[Begin Records provided]
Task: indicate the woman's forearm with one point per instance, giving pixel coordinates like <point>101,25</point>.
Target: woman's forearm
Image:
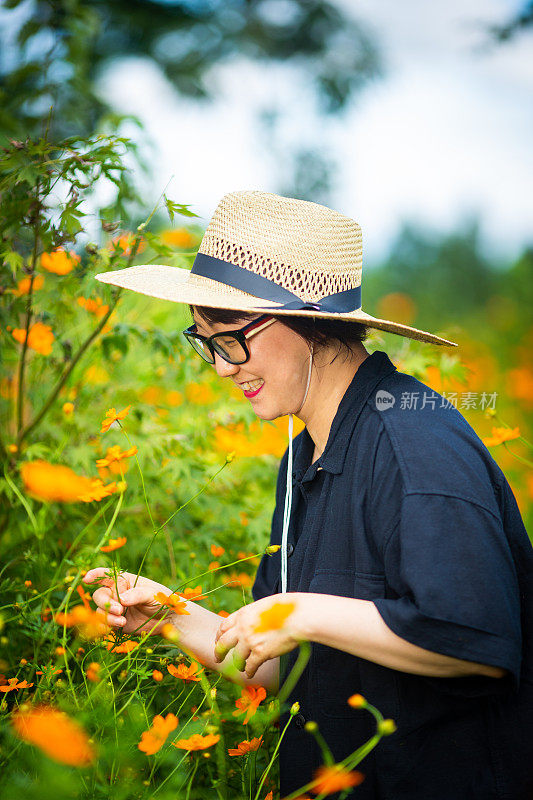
[End Records provided]
[Begin Records provided]
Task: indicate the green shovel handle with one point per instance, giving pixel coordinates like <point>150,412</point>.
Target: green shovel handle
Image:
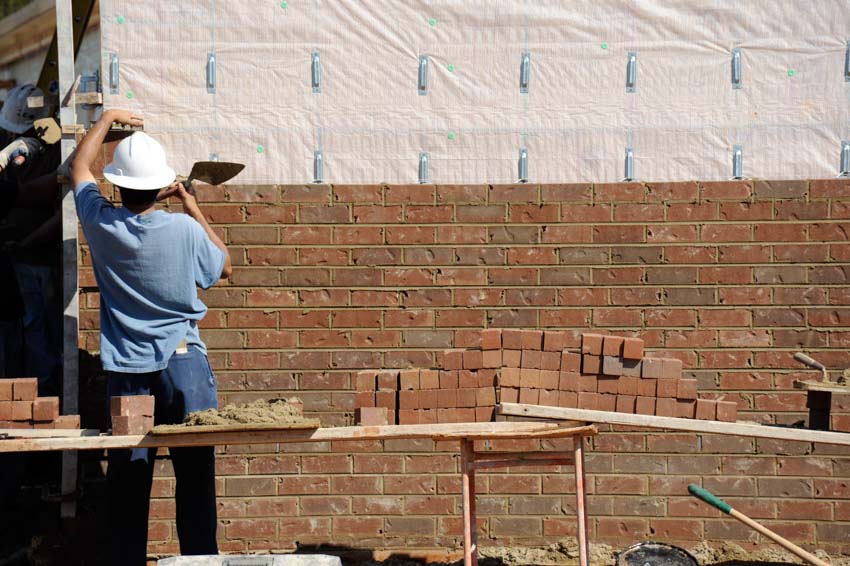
[End Records provided]
Set task
Count the lines in the listing above that contain the string "point". Reply with the number alone.

Complete response
2